Text section ▸
The ideal sopes live in my memory. The first sope that I ate was standing outside of a miraculous little dive a few blocks away from my college dorm. My friend C and I had trekked there, because wandering for food seemed perfectly acceptable, even admirable.
I can’t see sopes on a menu without thinking of C. She has a laugh that rivals her thick mane in beauty. All these years later, I can still imagine feeling the Chicago crisp air mingling in my hair, the smell of horchata surrounding me, while I bit through the buttery avocado into the crisp shell of a sope.

Basically, the sope might be said to be likened to those 90’s polenta passed hors d’oeuvres—crunchy covering creamy corny centers. The thick corn product is like the beloved child of a tortilla and a tamale. But as compared to the boringness that I remember of grilled polenta, there is something wholly satisfying about sopes in all their street food real stuff.

Task ▸ Write the next part of the piece about sopes, picking up after its final sentence.

Records from a collection
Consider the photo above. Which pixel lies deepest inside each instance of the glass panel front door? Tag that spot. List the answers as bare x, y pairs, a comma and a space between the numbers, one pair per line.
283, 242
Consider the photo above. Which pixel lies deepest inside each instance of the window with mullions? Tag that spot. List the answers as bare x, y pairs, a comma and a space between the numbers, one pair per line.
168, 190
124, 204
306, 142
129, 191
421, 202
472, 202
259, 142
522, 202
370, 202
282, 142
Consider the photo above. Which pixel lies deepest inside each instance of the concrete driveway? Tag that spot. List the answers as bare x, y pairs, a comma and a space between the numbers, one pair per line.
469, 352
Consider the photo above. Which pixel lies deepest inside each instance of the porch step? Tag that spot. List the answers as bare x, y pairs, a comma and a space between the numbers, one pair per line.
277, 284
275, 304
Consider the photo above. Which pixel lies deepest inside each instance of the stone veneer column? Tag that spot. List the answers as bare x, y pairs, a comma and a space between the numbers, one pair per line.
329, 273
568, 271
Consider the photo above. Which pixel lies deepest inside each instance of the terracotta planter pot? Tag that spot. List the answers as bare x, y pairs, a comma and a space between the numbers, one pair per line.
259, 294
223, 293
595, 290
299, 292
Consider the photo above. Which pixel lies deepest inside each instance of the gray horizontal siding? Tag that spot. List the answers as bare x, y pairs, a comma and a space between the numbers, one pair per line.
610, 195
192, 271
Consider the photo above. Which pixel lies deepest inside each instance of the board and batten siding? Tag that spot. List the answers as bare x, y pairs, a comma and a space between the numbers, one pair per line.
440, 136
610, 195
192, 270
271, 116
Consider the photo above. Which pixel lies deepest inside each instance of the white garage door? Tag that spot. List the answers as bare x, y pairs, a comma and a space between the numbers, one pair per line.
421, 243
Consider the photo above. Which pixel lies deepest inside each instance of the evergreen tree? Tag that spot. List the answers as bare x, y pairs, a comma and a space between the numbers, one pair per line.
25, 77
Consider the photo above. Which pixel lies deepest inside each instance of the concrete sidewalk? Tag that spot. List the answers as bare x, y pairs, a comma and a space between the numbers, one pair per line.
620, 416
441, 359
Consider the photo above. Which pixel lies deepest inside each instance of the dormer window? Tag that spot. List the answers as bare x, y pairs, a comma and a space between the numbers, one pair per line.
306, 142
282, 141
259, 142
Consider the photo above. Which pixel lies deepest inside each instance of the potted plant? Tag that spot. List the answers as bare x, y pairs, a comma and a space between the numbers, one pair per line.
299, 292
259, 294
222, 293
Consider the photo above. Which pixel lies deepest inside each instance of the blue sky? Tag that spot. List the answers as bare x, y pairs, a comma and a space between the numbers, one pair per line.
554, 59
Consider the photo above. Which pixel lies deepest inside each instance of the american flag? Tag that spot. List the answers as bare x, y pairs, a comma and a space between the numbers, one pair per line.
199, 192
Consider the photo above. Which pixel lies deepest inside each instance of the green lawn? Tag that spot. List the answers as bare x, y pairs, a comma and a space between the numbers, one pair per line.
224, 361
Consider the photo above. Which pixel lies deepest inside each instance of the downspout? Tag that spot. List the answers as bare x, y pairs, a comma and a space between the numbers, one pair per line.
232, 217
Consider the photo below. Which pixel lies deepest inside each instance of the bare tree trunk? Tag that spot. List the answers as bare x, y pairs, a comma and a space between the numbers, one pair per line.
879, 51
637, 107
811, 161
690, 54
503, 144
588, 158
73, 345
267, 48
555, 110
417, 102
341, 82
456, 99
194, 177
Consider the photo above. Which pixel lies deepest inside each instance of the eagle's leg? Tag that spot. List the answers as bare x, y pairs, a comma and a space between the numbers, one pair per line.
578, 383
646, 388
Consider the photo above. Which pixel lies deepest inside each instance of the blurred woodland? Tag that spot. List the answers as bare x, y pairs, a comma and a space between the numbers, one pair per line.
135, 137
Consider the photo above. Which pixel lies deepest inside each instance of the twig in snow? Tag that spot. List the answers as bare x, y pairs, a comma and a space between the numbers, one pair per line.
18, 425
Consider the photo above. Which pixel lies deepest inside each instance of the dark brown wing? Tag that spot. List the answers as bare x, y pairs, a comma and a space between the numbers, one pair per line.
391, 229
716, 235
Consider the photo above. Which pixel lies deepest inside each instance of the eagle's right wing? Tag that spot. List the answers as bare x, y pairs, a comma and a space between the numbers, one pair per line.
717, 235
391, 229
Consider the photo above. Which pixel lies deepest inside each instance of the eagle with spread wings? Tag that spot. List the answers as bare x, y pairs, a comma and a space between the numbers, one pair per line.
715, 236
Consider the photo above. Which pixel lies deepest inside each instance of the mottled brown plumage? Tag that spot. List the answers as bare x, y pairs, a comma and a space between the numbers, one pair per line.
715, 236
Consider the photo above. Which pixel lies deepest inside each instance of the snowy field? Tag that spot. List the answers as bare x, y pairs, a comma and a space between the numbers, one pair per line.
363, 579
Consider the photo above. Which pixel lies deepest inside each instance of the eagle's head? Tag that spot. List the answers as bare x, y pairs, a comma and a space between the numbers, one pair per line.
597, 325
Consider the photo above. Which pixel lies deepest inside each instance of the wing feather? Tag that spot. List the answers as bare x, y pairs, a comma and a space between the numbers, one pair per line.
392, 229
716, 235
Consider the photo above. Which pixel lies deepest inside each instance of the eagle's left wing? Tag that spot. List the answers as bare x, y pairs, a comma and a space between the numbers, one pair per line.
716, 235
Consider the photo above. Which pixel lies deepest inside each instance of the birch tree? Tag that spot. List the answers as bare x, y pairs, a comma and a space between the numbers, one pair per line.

Reply to the task ▸
In the midst of #meatfreeweek from the Cookbook Chronicles, we were feeling like we needed a little decadence. Instead of veggie tacos, we had veggie sopes. For the bases, we went with the plan from Michael Natkin (Herbivoracious) for Serious Eats. We made a slow cooker red beans with onions, cumin, green pepper, and tomato; topped that with grilled vegetables, and then with a vinegary cabbage slaw. Serve with rice.

And, these sopes were good. But, they failed me ever so slightly. The power of memory, the ability for joy to transmute your feeling for a certain foodstuff, means that my sopes, while filling and satisfying, could never match up those college ones. Those were the stuff of a life and time gone by, a fixed point, a past that now seems more literary fiction that actuality. It was a time when I saw C everyday. It was a time when we met over sopes to talk about nothing and everything.